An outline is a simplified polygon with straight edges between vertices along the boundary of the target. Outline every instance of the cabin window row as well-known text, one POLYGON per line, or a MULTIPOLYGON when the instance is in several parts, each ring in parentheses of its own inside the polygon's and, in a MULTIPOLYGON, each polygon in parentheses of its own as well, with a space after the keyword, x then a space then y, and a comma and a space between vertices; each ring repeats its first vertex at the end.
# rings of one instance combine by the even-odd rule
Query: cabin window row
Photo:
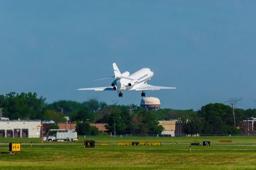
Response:
POLYGON ((148 74, 146 74, 146 75, 144 75, 144 76, 142 76, 142 77, 140 77, 140 78, 139 78, 138 79, 138 80, 141 80, 142 78, 144 78, 146 77, 146 76, 148 76, 148 74))

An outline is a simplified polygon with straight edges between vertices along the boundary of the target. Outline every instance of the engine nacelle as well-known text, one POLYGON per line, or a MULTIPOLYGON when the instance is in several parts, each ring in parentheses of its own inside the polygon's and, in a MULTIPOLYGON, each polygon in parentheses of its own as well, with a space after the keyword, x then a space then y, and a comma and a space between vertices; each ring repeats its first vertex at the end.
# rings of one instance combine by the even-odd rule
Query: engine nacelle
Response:
POLYGON ((122 73, 122 76, 124 77, 128 77, 130 76, 130 73, 128 72, 125 72, 124 73, 122 73))
POLYGON ((128 86, 134 86, 138 83, 138 80, 137 79, 134 79, 131 81, 129 83, 128 83, 128 86))

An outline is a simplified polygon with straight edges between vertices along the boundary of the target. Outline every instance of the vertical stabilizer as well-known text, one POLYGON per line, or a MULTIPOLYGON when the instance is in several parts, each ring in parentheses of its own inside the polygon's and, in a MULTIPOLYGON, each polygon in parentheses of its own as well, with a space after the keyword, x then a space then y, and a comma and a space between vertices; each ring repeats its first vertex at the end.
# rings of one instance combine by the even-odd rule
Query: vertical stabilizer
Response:
POLYGON ((117 67, 116 64, 114 62, 113 63, 113 68, 114 68, 114 73, 115 74, 115 78, 120 77, 121 76, 121 73, 119 71, 119 69, 118 69, 118 68, 117 67))

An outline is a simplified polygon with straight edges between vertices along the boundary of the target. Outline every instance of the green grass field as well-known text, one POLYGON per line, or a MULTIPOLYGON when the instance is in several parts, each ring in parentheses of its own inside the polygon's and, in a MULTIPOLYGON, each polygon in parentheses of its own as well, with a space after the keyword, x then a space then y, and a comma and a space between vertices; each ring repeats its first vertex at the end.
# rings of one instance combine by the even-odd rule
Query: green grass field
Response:
POLYGON ((256 168, 256 137, 153 137, 80 136, 77 142, 44 142, 40 138, 0 138, 0 152, 8 143, 22 142, 19 154, 0 154, 0 169, 233 170, 256 168), (84 148, 94 140, 94 148, 84 148), (232 143, 220 143, 220 140, 232 143), (210 141, 210 147, 191 142, 210 141), (30 142, 32 141, 32 146, 30 142), (118 142, 161 142, 160 146, 118 146, 118 142), (101 142, 110 143, 101 146, 101 142), (176 145, 178 143, 178 145, 176 145))

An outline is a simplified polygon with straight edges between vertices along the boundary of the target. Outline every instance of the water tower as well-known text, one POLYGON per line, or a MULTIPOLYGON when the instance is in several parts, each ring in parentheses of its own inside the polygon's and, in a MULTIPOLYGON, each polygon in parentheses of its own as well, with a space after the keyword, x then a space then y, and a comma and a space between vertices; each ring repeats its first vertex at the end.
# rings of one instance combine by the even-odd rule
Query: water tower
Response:
POLYGON ((158 98, 149 96, 141 99, 140 107, 146 109, 152 110, 160 108, 160 100, 158 98))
════════════════
Please copy every line of the listing above word for word, leaving out the pictures.

→ TASK ANSWER:
An outline is a simplified polygon with straight edges between vertices along the boundary of the target. Outline every instance of the cabin window row as well-known text, one POLYGON per line, or a MULTIPOLYGON when the instance is in several parts, each ring in parentheses of its own inside the polygon's and, in a MULTIPOLYGON, each polygon in parentheses of its own as well, with a space after the keyword, x then a space then y, and a comma and a space between vertices; each ring repeats its first vertex at the end.
# rings of one instance combine by the even-odd rule
Query: cabin window row
Photo:
Response:
POLYGON ((148 74, 146 74, 146 75, 144 75, 144 76, 142 76, 142 77, 140 77, 140 78, 139 78, 138 79, 138 80, 141 80, 142 78, 144 78, 146 77, 146 76, 148 76, 148 74))

An outline is a simplified polygon with straight edges between vertices along the boundary of the target. Outline every instance of the engine nacelle as well-known text, one POLYGON per line, or a MULTIPOLYGON when the instance is in several parts, each ring in parentheses of its own inside the polygon's and, in a MULTIPOLYGON, each polygon in parentheses of its own as well, with a space after the keyword, x then a space then y, and a comma and a space between vertices; each ring repeats its first vertex at the end.
# rings of one instance combine by the even-odd rule
Query: engine nacelle
Response:
POLYGON ((122 73, 122 76, 124 77, 128 77, 130 76, 130 73, 128 72, 125 72, 124 73, 122 73))
POLYGON ((128 86, 134 86, 138 83, 138 80, 137 79, 134 79, 131 81, 129 83, 128 83, 128 86))

An outline is a simplified polygon with straight edges between vertices along the boundary of the target. Outline every instance of the vertical stabilizer as well-known text, one POLYGON per line, or a MULTIPOLYGON when the instance is in several parts, each ring in parentheses of its own inside the polygon's and, in a MULTIPOLYGON, each polygon in parentheses of its own as well, with a space after the keyword, x then a space then y, and a comma and a space between vertices; each ring repeats its first vertex at the end.
# rings of one instance combine by the even-odd rule
Query: vertical stabilizer
Response:
POLYGON ((117 67, 116 64, 114 62, 113 63, 113 68, 114 68, 114 73, 115 74, 115 78, 120 77, 121 76, 121 73, 119 71, 119 69, 118 69, 118 68, 117 67))

An outline is a simplified polygon with straight edges between vertices along the boundary of the target. Outline every instance of the green grass field as well-known text, one POLYGON per line, or a MULTIPOLYGON when the instance is in several parts, each ring in parentheses of its own inside the polygon's and, in a MULTIPOLYGON, each polygon in parentheses of its own as well, with a space after the keyword, x then a space then y, and a comma and a space between vertices; each ring repeats its first vertex at the end.
# rings of one instance combine by the even-odd rule
Query: green grass field
Response:
POLYGON ((256 168, 256 137, 153 137, 80 136, 77 142, 44 142, 40 138, 0 138, 0 152, 8 143, 22 142, 19 154, 0 154, 0 169, 233 170, 256 168), (84 148, 94 140, 94 148, 84 148), (232 143, 220 143, 220 140, 232 143), (210 141, 210 147, 191 142, 210 141), (30 142, 32 141, 32 146, 30 142), (118 142, 161 142, 160 146, 118 146, 118 142), (101 142, 110 143, 101 146, 101 142), (176 145, 178 143, 178 145, 176 145))

An outline is a simplified polygon with straight edges between vertices along the boundary of the target. Outline every instance of the water tower as well-known text, one POLYGON per line, or a MULTIPOLYGON when the instance is in several parts, each ring in parentheses of its own inside the polygon's and, in a MULTIPOLYGON, each polygon in parentheses of its own as well, with a space after the keyword, x then a space then y, and a comma and a space between vertices; each ring repeats its first vertex at the end.
# rings of one instance combine by the even-odd rule
Query: water tower
Response:
POLYGON ((158 98, 149 96, 141 99, 140 107, 146 109, 152 110, 160 108, 160 100, 158 98))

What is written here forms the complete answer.